MATERIAL TO PROCESS:
══════

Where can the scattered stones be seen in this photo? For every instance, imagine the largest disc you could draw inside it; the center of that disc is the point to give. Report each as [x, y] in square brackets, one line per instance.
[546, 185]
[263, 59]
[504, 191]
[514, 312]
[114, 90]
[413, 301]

══════

INSTRUCTIONS TO FOLLOW: Each line of the data must be retyped exactly.

ANSWER BOX:
Where can the scattered stones be seen in this photo? For every instance, imagine the largest disc you could draw inside it; the center of that disc is the point to give. Report each as [x, y] in square brackets, one line per instance.
[546, 185]
[263, 59]
[504, 191]
[514, 312]
[114, 90]
[413, 301]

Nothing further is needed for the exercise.